→ Materiale sorgente
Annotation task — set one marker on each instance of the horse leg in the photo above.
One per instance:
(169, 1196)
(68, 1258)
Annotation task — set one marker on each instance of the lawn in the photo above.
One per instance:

→ Compito
Riscrivi parola per parola tutte le voci riportate sopra, senza alcuna modifica.

→ Output del compito
Annotation task — set one marker on each instance of the horse leg in the photo above.
One per instance:
(169, 1196)
(68, 1258)
Annotation task — set one marker on each instance of the lawn in the photo above.
One per instance:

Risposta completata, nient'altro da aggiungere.